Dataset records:
####
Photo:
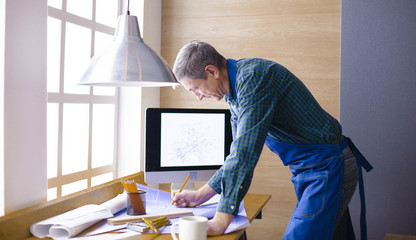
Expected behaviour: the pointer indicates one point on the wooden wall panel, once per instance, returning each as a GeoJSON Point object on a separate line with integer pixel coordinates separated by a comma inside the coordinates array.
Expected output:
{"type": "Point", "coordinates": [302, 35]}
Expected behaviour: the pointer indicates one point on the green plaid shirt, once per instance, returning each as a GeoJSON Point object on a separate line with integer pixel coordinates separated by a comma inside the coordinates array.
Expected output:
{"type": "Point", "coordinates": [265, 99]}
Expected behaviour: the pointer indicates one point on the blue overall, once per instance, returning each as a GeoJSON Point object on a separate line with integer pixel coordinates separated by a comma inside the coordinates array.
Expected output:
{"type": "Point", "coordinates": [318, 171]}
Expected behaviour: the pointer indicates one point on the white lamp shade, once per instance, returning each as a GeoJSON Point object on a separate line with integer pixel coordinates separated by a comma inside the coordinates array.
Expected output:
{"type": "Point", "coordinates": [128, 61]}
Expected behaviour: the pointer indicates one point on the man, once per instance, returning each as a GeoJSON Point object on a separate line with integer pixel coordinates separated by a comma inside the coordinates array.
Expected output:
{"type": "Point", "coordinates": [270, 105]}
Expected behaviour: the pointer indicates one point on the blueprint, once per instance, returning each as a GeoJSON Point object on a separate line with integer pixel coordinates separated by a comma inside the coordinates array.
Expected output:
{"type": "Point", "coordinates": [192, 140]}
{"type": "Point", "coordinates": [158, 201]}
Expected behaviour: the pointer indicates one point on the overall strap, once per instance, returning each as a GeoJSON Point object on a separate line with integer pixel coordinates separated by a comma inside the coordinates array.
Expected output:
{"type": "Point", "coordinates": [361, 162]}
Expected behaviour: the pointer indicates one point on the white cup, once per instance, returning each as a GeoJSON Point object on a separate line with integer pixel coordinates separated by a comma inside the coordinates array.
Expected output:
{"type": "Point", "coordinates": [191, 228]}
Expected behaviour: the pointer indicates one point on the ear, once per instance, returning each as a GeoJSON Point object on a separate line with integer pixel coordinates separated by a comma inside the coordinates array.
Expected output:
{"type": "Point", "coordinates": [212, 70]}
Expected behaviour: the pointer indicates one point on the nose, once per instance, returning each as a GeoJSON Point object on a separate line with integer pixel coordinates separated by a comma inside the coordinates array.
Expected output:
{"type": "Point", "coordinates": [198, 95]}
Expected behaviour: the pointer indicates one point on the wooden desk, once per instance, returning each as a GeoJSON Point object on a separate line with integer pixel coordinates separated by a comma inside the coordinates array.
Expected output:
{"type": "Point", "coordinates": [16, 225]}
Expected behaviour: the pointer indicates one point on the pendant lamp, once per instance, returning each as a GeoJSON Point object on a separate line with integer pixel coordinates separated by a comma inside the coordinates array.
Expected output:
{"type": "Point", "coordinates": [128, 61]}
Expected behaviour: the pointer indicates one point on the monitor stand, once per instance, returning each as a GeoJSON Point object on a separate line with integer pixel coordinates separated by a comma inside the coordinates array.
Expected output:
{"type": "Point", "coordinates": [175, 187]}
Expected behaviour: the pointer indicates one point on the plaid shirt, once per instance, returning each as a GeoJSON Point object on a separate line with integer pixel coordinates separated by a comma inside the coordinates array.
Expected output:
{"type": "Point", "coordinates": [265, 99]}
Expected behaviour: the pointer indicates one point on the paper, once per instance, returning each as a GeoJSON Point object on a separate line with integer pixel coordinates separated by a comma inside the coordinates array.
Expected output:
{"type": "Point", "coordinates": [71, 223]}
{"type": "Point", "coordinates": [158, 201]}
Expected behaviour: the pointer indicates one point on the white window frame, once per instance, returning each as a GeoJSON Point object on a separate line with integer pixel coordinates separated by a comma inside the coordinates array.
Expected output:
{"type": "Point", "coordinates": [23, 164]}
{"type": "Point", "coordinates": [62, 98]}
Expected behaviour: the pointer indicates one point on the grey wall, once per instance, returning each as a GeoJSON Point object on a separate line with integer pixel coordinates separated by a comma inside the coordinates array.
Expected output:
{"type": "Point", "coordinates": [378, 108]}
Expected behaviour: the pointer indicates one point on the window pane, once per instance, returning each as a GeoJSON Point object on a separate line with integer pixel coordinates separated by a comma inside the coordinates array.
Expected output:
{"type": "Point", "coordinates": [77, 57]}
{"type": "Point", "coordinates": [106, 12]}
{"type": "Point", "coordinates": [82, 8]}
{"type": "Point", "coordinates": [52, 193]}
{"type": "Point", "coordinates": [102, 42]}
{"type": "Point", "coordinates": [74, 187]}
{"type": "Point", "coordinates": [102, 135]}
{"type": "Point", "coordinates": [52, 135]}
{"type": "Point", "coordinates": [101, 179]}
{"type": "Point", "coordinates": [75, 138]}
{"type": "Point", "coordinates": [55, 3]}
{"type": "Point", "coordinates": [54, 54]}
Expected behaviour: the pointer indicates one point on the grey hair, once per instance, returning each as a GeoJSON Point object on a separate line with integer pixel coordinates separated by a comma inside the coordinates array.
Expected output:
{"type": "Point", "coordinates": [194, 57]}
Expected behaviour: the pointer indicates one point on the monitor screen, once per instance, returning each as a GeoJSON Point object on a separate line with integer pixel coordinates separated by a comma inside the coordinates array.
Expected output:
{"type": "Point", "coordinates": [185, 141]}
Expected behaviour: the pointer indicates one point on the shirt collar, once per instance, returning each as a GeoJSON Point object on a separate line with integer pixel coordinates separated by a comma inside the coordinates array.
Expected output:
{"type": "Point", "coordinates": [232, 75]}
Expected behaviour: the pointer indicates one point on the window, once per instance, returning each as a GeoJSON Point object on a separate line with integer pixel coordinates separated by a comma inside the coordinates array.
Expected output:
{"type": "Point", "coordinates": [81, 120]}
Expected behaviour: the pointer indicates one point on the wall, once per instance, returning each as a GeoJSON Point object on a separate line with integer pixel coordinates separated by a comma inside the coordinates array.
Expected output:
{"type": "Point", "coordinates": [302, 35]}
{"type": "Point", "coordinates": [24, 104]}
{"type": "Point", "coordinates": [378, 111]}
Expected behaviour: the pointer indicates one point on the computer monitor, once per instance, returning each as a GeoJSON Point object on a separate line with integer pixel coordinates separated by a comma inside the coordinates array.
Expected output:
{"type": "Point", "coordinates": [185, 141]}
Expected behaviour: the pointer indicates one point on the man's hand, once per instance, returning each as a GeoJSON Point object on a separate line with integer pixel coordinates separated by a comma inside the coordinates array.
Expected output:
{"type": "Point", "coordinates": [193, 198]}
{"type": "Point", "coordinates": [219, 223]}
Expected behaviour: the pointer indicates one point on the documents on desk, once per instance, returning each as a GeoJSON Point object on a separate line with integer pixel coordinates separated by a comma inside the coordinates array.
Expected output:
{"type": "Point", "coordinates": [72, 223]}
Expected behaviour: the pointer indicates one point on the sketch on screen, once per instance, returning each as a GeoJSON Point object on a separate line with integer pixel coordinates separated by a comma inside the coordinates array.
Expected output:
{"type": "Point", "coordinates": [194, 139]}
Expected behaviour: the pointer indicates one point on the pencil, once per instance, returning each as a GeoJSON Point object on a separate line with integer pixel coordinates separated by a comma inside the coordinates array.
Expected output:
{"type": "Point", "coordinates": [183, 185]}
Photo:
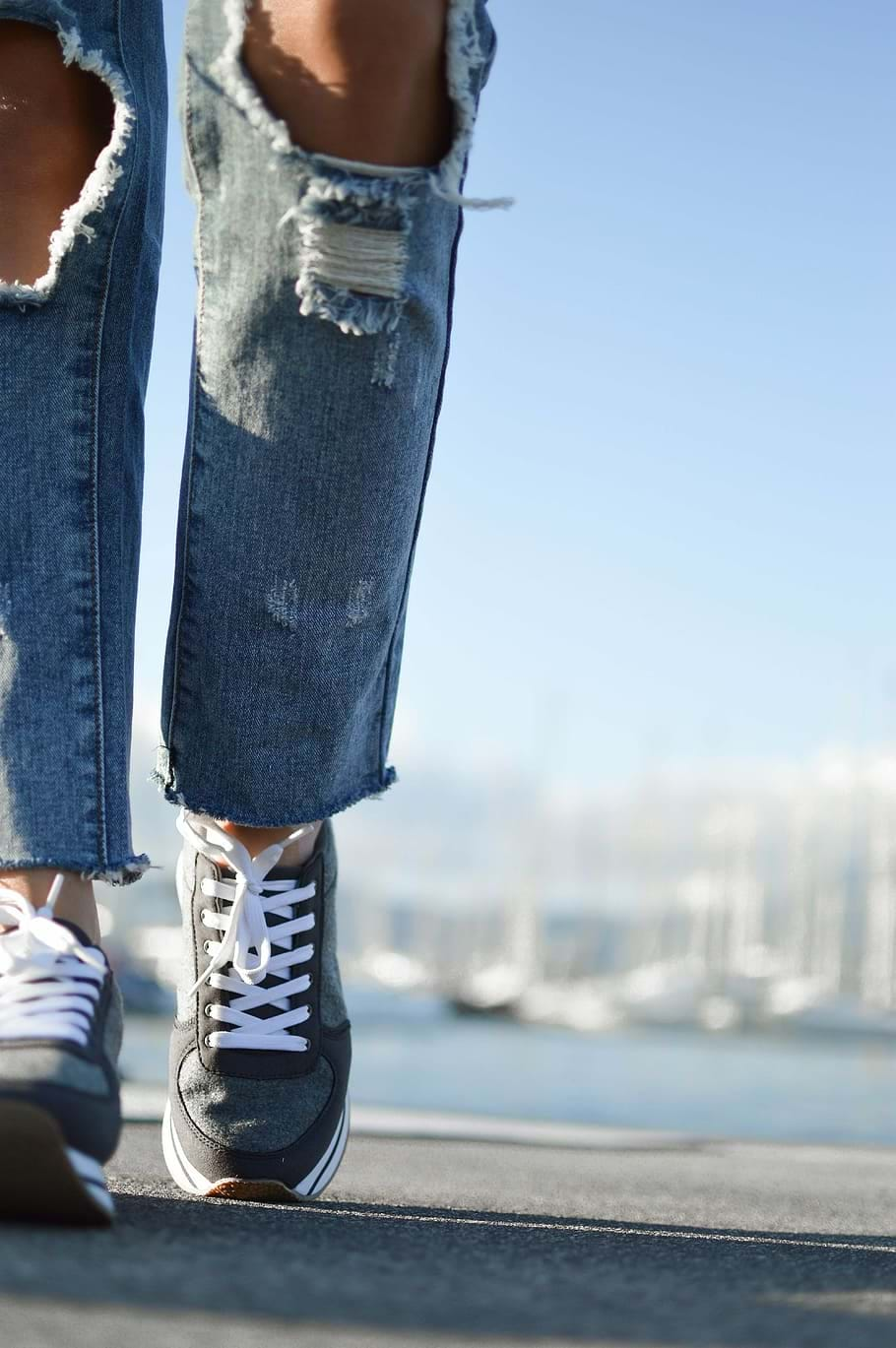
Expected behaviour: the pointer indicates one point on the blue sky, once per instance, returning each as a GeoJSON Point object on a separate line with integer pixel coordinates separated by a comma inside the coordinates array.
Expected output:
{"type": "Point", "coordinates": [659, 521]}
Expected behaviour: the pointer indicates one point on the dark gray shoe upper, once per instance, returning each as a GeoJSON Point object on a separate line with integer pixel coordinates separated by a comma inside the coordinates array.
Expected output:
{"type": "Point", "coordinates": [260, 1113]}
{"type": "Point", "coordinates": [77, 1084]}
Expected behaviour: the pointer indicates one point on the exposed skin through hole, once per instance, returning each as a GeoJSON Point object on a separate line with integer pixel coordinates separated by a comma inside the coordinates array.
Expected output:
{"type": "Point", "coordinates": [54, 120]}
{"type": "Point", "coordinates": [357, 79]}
####
**WHAT IS EXPECTED:**
What you give back should be exactly the lines from the top of the data above down to and including the line with "the wooden wall", minus any pictures.

**YOUR SOLUTION:**
Photo:
Expected behaviour: the pointer indicates one point on the wooden wall panel, once per instance, returning each as a GeoJSON Point object on a separate line with integer pixel coordinates separated by a comma inside the coordinates array.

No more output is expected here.